■ WHAT IS BEING ASKED ■
Resume the passage on the genetics of human eye color, starting right after its last sentence.

■ SUPPLIED TEXT ■

Quote:At one time scientists thought that a single gene pair, in a dominant/recessive inheritance pattern, controlled human eye color. The allele for brown eyes was considered dominant over the allele for blue eyes. The genetic basis for eye color is actually far more complex. At the present, three gene pairs controlling human eye color are known. Two of the gene pairs occur on chromosome pair 15 and one occurs on chromosome pair 19. The bey 2 gene, on chromosome 15, has a brown and a blue allele. A second gene, located on chromosome 19 (the gey gene) has a blue and a green allele. A third gene, bey 1, located on chromosome 15, is a central brown eye color gene.
Geneticists have designed a model using the bey 2 and gey gene pairs that explains the inheritance of blue, green and brown eyes. In this model the bey 2 gene has a brown and a blue allele. The brown allele is always dominant over the blue allele so even if a person is heterozygous (one brown and one blue allele) for the bey 2 gene on chromosome 15 the brown allele will be expressed. The gey gene also has two alleles, one green and one blue. The green allele is dominant to the blue allele on either chromosome but is recessive to the brown allele on chromosome 15. This means that there is a dominance order among the two gene pairs. If a person has a brown allele on chromosome 15 and all other alleles are blue or green the person will have brown eyes. If there is a green allele on chromosome 19 and the rest of the alleles are blue, eye color will be green. Blue eyes will occur only if all four alleles are for blue eyes. This model explains the inheritance of blue, brown and green eyes but cannot account for gray, hazel or multiple shades of brown, blue, green and gray eyes. It cannot explain how two blue-eyed parents can produce a brown-eyed child or how eye color can change over time. This suggests that there are other genes, yet to be discovered, that determine eye color or that modify the expression of the known eye color genes.

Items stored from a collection

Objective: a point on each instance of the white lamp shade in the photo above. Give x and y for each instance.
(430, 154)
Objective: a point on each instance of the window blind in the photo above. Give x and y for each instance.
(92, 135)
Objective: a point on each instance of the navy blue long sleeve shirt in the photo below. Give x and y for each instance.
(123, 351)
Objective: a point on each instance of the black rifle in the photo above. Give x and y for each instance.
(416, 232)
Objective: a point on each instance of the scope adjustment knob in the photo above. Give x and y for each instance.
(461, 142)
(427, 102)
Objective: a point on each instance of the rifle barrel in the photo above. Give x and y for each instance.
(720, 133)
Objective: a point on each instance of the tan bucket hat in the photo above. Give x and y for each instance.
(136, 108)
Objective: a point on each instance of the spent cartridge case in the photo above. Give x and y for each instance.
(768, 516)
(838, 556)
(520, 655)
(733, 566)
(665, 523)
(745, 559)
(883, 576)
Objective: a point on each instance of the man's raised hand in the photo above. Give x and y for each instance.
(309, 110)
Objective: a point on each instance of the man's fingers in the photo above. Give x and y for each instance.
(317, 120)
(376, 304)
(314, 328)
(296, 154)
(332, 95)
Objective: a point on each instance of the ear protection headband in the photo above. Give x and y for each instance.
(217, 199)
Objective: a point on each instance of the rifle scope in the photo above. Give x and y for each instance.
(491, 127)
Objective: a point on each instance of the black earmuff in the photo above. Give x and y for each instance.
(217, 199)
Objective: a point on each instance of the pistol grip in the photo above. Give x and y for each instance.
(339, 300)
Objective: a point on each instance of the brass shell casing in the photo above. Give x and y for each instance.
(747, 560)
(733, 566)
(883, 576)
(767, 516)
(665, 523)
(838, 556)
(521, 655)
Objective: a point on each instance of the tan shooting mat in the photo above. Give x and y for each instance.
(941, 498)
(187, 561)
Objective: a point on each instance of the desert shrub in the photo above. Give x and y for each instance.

■ ANSWER SPACE ■
http://www.seps.org/cvoracle/faq/eyecolor.html
Me, I've got mostly blue eyes, with flecks of brown right around the pupils. Go figure. The scenario described above is probably vastly more simple than what's really going on. If it is a simple matter of having alleles that can produce pigment or not, "flecks" are totally inexplicable. Their frequency is far too great to be explained by mutant alleles reverting to wild-type.
I'm inclined to wonder, due to the occasional appearance of flecks of other colors going on, if much of the determination of eye color is due to differences in regulation of "eye color" genes. Thus, a random mutation of a regulatory gene could result in an iris cell expressing brown pigment in an otherwise blue-eyed individual during development, resulting in a brown "patch" in the iris. That's pure speculation, mind you.